=== Exercise objective ===
Which words does the colloquium abstract put in italics? List each one.

University of Georgia
Mathematics Department Colloquium
Brian Hall
University of California, San Diego
January 22, 1999
Holomorphic methods in harmonic analysis
Abstract: The Segal-Bargmann transform for $\mathbb{R}^{n}$ (also
called the coherent state transform) is a standard and important tool
in harmonic analysis and mathematical physics. Consider a function $f$
on $\mathbb{R}^{n},$ and the Fourier transform of $f,$ which is
another function on $\mathbb{R}^{n}.$ The Segal-Bargmann transform
combines information about \textit{both} $f$ and its Fourier transform
into a \textit{single} function on $\mathbb{R}^{2n}.$ The
Segal-Bargmann transform of any function $f$ on $\mathbb{R}^{n}$ is a
\textit{holomorphic} function on $\mathbb{C}% ^{n}=\mathbb{R}^{2n}.$
I will give an introduction to the Segal-Bargmann transform for
$\mathbb{R}% ^{n}$ and then describe a generalization of this
transform in which $\mathbb{R}^{n}$ is replaced by an arbitrary
compact Lie group $K$. The simplest example is the compact Lie group
$K=$ SU$\left( 2\right) ,$ which is just the 3-sphere $S^{3}.$ The key
to passing from $\mathbb{R}^{n}$ to $K$ is to replace the Gaussians
that appear in the standard transform by their natural geometrical
analogs: heat kernels. I will keep the presentation elementary, so
most of the talk should be accessible to a general mathematical
audience.

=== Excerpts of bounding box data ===

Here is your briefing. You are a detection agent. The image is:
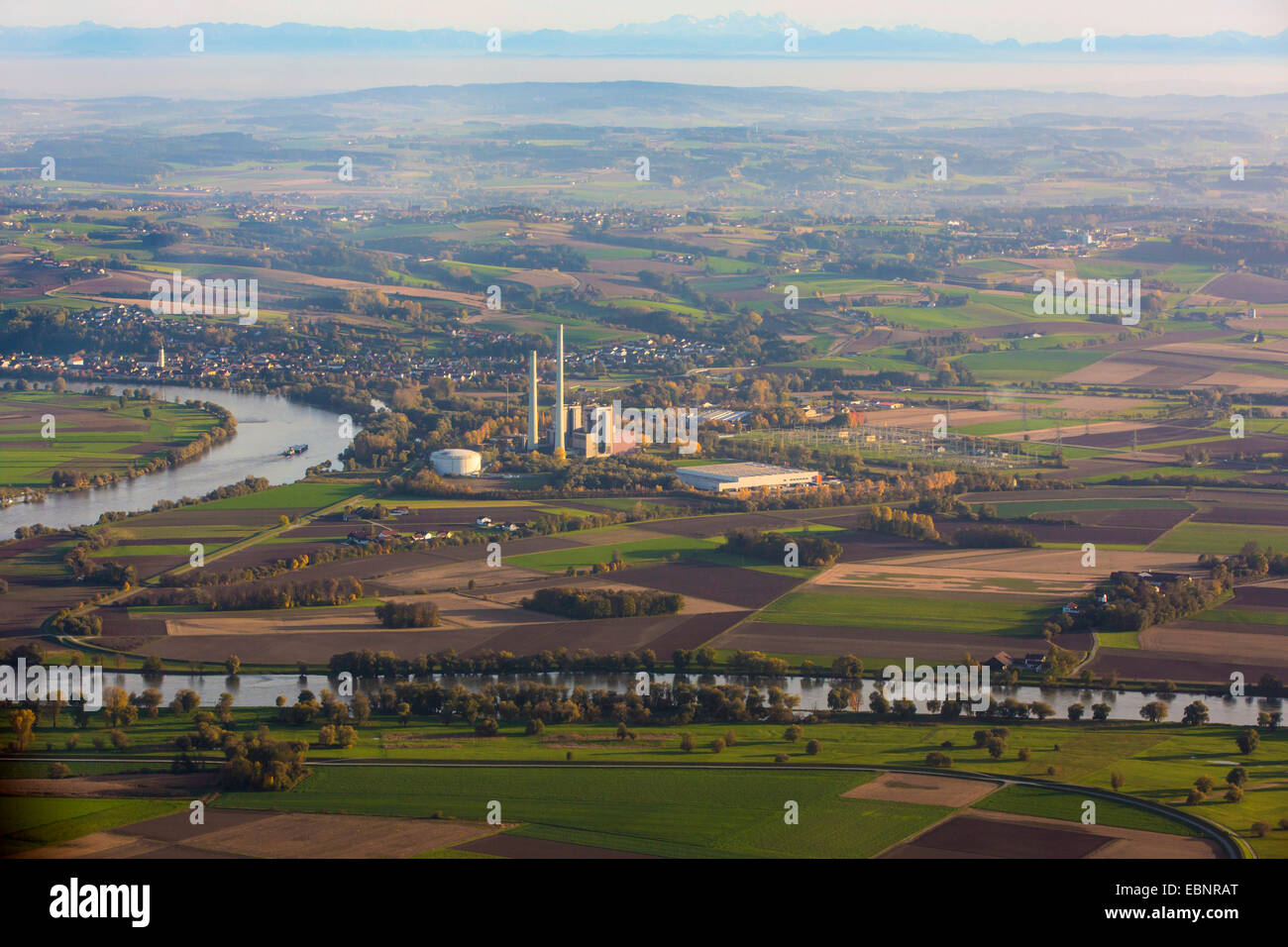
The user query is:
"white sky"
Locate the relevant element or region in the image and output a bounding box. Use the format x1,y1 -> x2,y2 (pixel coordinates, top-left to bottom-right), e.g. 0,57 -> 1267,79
10,0 -> 1288,43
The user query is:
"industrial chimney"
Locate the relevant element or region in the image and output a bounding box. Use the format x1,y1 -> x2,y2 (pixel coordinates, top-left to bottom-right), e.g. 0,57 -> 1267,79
553,322 -> 566,451
528,349 -> 538,451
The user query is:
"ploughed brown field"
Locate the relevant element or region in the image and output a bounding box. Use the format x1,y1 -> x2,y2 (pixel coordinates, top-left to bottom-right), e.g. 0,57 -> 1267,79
630,510 -> 813,537
452,832 -> 657,858
710,621 -> 1091,668
1091,649 -> 1288,684
877,809 -> 1219,858
17,808 -> 494,858
1192,504 -> 1288,526
935,510 -> 1185,546
138,608 -> 747,664
0,771 -> 215,805
618,563 -> 802,608
841,773 -> 1001,809
1203,273 -> 1288,304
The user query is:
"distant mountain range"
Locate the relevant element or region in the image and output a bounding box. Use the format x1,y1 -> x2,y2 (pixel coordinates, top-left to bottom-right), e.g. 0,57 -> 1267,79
0,13 -> 1288,59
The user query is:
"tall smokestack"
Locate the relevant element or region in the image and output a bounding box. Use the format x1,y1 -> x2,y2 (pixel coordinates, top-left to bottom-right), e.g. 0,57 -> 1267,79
554,322 -> 564,451
528,349 -> 538,451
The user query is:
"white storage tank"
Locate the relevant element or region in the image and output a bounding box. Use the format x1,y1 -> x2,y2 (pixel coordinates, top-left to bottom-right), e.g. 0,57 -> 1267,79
429,447 -> 483,476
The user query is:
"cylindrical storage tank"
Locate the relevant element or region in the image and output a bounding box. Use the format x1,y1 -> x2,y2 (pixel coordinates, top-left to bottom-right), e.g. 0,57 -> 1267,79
429,447 -> 483,476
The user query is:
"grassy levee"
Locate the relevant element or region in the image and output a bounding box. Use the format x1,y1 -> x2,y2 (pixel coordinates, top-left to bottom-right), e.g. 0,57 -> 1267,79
0,716 -> 1288,858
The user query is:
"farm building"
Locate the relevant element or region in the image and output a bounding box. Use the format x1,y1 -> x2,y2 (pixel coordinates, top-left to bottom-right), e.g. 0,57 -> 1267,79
675,462 -> 823,493
429,447 -> 483,476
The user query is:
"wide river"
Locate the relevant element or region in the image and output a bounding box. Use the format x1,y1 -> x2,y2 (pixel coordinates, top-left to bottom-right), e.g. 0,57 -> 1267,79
93,669 -> 1282,727
0,381 -> 351,537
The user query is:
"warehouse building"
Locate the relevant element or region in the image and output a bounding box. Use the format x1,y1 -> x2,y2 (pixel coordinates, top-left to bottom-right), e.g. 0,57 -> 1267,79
675,462 -> 823,493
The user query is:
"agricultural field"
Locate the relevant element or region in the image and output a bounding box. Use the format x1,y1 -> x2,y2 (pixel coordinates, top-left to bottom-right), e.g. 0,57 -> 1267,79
0,710 -> 1288,858
0,391 -> 218,489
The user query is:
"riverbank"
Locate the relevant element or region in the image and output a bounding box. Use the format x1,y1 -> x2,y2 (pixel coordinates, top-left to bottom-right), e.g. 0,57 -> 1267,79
0,388 -> 237,506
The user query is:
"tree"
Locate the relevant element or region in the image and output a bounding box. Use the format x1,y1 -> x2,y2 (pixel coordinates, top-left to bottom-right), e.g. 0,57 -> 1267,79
1140,701 -> 1168,723
832,655 -> 863,681
9,707 -> 36,750
139,686 -> 164,716
103,686 -> 139,727
1181,701 -> 1208,727
349,690 -> 371,727
1029,701 -> 1055,720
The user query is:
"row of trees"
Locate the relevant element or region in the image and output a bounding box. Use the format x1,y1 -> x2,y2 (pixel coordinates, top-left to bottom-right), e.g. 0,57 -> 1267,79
130,576 -> 362,612
720,527 -> 844,566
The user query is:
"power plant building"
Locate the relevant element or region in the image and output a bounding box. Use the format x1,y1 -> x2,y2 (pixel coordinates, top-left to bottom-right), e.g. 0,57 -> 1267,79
675,462 -> 823,493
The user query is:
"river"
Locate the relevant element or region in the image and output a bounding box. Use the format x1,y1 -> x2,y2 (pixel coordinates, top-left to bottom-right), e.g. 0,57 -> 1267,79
93,669 -> 1282,727
0,381 -> 351,537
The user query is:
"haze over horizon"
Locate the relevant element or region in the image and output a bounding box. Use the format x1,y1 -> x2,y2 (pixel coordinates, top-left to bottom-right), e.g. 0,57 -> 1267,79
0,0 -> 1288,44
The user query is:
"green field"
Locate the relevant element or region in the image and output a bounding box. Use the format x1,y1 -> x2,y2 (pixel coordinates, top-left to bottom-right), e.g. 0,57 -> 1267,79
218,768 -> 952,858
752,588 -> 1055,638
506,527 -> 718,573
1149,520 -> 1288,556
971,786 -> 1199,837
0,707 -> 1288,858
0,391 -> 216,488
201,480 -> 368,511
975,496 -> 1195,519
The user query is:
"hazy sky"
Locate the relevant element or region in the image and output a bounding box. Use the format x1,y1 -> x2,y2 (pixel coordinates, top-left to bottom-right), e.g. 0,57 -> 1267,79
10,0 -> 1288,42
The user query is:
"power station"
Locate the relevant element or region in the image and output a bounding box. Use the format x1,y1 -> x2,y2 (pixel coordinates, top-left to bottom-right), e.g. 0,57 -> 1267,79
524,325 -> 625,458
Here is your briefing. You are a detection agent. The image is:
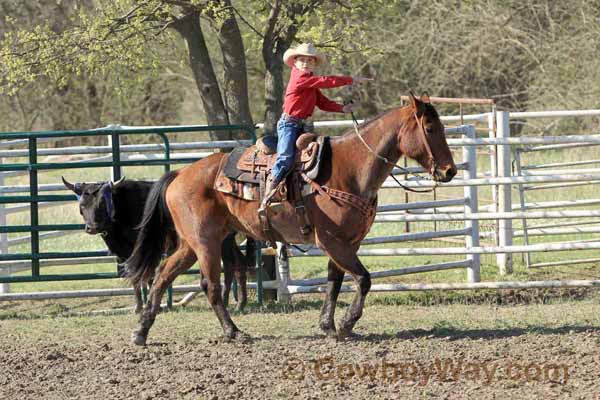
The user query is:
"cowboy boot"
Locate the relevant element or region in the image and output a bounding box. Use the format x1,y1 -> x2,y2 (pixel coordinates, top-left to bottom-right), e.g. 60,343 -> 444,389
260,175 -> 281,209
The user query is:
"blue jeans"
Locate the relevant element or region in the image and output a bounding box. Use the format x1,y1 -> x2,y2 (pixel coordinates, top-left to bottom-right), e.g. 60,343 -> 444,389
271,118 -> 304,182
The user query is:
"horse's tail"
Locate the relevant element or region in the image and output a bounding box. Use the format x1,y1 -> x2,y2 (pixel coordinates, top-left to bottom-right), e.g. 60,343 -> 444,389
125,171 -> 178,286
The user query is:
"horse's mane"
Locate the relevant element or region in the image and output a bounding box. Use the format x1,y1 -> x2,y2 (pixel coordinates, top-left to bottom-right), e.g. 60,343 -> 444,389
331,103 -> 439,141
331,108 -> 396,141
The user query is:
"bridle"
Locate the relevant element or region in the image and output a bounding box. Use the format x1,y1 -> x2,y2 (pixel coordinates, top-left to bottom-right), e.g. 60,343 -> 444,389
350,111 -> 438,193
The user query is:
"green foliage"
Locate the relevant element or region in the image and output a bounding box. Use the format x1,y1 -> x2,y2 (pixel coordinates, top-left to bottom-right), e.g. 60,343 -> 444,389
0,0 -> 600,131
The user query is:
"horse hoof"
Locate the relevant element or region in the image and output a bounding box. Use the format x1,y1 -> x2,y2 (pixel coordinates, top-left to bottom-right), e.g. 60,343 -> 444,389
336,328 -> 356,341
235,331 -> 252,344
321,325 -> 337,338
131,331 -> 146,346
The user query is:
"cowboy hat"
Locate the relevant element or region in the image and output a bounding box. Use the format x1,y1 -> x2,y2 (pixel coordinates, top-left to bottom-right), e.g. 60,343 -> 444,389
283,43 -> 325,67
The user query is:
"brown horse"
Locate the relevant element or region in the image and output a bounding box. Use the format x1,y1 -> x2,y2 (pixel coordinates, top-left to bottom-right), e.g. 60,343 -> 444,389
127,95 -> 456,345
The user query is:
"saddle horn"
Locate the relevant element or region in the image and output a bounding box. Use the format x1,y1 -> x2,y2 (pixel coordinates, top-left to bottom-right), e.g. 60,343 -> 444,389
108,176 -> 125,189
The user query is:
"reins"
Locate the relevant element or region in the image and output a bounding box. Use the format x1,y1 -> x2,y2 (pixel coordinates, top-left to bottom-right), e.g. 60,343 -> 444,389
350,111 -> 438,193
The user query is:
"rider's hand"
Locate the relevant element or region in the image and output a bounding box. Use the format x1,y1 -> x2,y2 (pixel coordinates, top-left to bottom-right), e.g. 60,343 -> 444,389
342,103 -> 358,113
352,76 -> 373,84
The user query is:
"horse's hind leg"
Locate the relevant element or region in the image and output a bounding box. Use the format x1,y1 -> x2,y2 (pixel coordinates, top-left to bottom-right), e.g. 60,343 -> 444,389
319,235 -> 371,339
194,239 -> 240,339
132,243 -> 196,346
221,233 -> 237,306
235,262 -> 248,311
319,260 -> 344,336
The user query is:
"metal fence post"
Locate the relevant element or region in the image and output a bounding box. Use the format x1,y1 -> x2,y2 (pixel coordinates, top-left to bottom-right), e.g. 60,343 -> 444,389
0,161 -> 10,293
488,106 -> 499,246
496,111 -> 513,275
463,125 -> 481,282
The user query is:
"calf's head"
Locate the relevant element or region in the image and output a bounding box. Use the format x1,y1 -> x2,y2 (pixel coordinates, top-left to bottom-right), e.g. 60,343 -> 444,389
61,177 -> 125,235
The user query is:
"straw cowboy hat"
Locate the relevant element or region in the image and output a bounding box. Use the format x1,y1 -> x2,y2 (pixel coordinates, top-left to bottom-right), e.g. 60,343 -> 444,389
283,43 -> 325,67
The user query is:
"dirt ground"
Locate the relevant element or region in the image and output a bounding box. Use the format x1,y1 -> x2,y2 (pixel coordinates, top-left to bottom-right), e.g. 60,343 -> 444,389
0,292 -> 600,399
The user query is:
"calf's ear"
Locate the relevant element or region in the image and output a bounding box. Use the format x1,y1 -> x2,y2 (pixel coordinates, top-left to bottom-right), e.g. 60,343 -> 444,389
60,176 -> 81,196
109,176 -> 125,189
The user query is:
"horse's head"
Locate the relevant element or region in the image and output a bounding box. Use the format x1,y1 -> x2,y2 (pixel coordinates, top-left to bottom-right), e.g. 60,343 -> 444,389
61,177 -> 125,235
399,93 -> 456,182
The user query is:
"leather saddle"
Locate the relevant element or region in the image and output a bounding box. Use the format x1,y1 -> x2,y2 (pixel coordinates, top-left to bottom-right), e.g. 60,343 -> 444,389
223,133 -> 326,184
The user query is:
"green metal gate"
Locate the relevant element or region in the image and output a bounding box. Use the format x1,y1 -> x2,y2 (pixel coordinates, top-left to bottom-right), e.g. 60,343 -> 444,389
0,125 -> 262,303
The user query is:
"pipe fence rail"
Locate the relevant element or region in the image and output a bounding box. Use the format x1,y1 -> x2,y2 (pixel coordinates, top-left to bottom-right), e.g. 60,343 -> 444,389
0,104 -> 600,301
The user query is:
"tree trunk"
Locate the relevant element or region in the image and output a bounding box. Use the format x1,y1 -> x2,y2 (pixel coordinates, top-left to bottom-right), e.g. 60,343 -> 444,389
218,0 -> 254,139
173,10 -> 231,140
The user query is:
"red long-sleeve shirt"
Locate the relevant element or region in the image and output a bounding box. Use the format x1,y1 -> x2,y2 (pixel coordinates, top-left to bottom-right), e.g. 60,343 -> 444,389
283,67 -> 352,119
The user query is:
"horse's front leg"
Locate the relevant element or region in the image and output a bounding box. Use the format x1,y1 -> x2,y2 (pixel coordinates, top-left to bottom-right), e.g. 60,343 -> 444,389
319,260 -> 344,337
133,285 -> 144,314
318,232 -> 371,339
235,263 -> 248,311
132,243 -> 196,346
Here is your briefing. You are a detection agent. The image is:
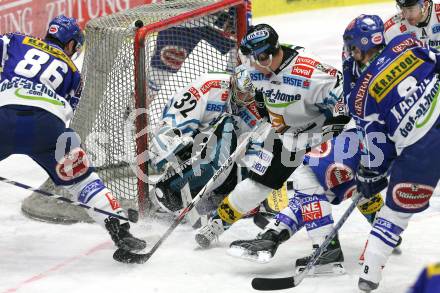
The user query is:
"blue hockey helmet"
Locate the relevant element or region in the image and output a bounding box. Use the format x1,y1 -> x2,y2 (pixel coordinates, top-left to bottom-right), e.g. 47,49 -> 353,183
240,23 -> 280,59
47,15 -> 84,49
343,14 -> 385,53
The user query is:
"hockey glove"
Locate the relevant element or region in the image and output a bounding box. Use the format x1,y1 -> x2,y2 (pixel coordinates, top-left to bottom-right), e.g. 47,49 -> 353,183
356,165 -> 388,198
149,125 -> 193,170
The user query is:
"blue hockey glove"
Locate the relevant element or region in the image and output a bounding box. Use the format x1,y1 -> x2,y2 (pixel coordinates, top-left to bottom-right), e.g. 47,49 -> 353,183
356,165 -> 388,198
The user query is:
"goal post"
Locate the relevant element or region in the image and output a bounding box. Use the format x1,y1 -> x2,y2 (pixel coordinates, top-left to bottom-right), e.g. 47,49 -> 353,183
22,0 -> 249,223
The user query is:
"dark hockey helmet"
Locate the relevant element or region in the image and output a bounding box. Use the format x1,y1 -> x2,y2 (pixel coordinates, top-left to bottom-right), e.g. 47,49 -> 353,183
343,14 -> 385,53
240,23 -> 280,59
396,0 -> 424,7
47,15 -> 84,50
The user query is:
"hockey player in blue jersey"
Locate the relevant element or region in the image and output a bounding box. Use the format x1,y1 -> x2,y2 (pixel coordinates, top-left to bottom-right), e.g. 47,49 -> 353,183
228,128 -> 399,275
343,15 -> 440,291
0,15 -> 146,262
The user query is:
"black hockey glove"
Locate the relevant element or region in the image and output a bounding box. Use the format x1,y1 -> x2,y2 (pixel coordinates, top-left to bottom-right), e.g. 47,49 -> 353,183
322,115 -> 351,137
356,165 -> 388,198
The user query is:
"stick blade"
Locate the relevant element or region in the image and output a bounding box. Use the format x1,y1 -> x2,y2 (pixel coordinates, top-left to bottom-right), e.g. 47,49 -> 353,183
113,248 -> 151,264
252,277 -> 295,291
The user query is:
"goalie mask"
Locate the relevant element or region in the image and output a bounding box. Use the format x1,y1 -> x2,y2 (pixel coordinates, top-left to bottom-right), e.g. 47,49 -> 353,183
231,65 -> 255,106
240,23 -> 280,67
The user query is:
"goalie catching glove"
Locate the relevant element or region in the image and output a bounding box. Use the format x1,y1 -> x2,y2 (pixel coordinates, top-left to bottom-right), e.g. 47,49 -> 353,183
149,125 -> 193,170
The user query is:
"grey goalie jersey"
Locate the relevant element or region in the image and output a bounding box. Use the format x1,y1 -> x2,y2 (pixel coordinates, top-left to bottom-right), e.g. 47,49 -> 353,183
242,45 -> 345,151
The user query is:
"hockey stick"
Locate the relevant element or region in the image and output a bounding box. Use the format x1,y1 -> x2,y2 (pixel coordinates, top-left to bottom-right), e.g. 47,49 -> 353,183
113,123 -> 271,264
0,176 -> 139,223
113,123 -> 335,264
252,193 -> 362,291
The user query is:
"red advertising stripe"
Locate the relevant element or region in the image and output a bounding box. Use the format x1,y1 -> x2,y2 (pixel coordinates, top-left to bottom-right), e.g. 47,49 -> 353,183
0,0 -> 157,37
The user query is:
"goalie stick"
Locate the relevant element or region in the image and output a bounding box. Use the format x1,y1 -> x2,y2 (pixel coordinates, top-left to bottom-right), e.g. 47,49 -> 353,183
0,176 -> 139,223
113,123 -> 339,264
252,193 -> 362,291
113,123 -> 271,264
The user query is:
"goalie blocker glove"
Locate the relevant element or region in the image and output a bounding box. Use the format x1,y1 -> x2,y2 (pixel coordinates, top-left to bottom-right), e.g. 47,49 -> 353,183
228,229 -> 290,263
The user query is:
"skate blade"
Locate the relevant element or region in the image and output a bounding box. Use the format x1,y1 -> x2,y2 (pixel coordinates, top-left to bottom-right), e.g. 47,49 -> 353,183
358,247 -> 402,266
295,262 -> 345,277
226,246 -> 272,264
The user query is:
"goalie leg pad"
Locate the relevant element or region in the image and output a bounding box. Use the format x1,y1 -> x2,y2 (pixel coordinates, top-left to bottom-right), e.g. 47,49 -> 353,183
64,172 -> 126,227
360,206 -> 412,284
266,197 -> 304,236
228,178 -> 272,214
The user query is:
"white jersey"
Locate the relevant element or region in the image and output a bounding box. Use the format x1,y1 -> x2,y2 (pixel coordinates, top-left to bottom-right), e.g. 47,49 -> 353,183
384,0 -> 440,49
162,72 -> 261,136
244,46 -> 342,151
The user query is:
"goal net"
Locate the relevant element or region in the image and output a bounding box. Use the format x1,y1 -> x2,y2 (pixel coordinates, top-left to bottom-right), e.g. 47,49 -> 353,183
22,0 -> 246,223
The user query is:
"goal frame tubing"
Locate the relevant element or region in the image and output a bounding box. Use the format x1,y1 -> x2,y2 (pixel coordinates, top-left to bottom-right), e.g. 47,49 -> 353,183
134,0 -> 247,216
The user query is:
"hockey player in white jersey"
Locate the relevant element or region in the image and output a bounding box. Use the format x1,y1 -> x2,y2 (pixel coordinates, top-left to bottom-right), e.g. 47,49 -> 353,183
150,67 -> 261,217
384,0 -> 440,49
0,15 -> 146,262
196,24 -> 349,248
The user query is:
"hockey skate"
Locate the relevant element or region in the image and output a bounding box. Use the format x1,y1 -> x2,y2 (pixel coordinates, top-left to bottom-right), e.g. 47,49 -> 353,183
195,217 -> 225,249
104,217 -> 147,251
358,278 -> 379,292
227,229 -> 290,263
295,235 -> 345,276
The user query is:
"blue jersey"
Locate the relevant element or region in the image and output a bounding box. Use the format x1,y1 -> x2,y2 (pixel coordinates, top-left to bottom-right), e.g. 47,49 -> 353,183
346,34 -> 440,173
407,263 -> 440,293
0,33 -> 81,123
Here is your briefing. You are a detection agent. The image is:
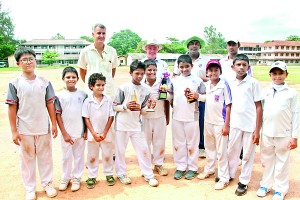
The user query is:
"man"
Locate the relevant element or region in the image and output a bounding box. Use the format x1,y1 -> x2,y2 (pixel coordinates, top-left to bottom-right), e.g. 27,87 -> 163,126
142,39 -> 168,78
78,23 -> 119,99
173,36 -> 210,158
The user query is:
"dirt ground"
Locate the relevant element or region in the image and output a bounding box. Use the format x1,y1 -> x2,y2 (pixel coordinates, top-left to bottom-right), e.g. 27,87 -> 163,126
0,68 -> 300,200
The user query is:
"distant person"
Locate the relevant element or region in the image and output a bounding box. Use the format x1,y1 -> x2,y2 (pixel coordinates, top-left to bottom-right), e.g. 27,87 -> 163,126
168,54 -> 205,180
5,47 -> 57,199
113,61 -> 158,187
142,39 -> 169,79
228,54 -> 262,196
173,36 -> 210,158
82,73 -> 115,189
55,67 -> 87,192
78,23 -> 119,99
256,61 -> 299,200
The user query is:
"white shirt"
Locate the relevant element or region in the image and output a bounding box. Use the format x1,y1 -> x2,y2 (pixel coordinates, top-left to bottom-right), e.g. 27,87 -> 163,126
262,83 -> 299,138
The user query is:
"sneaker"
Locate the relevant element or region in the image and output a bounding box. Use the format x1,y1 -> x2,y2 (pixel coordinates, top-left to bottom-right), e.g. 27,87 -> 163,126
145,177 -> 158,187
199,149 -> 206,158
215,181 -> 229,190
118,175 -> 131,185
235,182 -> 248,196
71,178 -> 80,192
58,180 -> 70,191
272,191 -> 285,200
85,178 -> 97,189
184,170 -> 198,180
25,192 -> 36,200
197,172 -> 215,180
106,176 -> 116,186
174,170 -> 185,180
154,165 -> 168,176
44,183 -> 57,198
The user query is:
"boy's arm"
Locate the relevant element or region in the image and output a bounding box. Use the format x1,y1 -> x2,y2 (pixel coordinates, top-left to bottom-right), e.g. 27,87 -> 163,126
252,101 -> 262,145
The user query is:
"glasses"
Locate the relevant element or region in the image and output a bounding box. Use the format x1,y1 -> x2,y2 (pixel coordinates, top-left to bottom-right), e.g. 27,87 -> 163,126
20,58 -> 35,63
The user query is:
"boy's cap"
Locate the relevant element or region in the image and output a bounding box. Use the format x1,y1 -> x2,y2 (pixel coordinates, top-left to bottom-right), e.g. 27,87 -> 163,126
142,39 -> 162,51
269,61 -> 287,72
206,60 -> 222,69
183,36 -> 205,48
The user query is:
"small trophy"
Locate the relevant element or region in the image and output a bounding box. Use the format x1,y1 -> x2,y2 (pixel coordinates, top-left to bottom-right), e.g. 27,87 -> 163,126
146,99 -> 155,112
184,88 -> 197,103
158,72 -> 170,100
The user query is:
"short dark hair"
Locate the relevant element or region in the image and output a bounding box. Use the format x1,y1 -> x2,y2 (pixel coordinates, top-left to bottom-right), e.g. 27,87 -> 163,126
14,47 -> 36,62
232,54 -> 250,65
144,59 -> 157,68
62,67 -> 78,78
177,54 -> 193,65
130,60 -> 146,72
88,73 -> 106,89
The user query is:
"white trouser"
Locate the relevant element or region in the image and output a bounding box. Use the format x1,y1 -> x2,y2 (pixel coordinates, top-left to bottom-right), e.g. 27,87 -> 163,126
260,135 -> 291,194
143,116 -> 167,165
115,131 -> 154,179
20,133 -> 53,192
172,119 -> 200,171
61,137 -> 85,181
86,140 -> 114,178
204,123 -> 229,182
228,128 -> 255,185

=== Exercise solution ===
both
single
holomorphic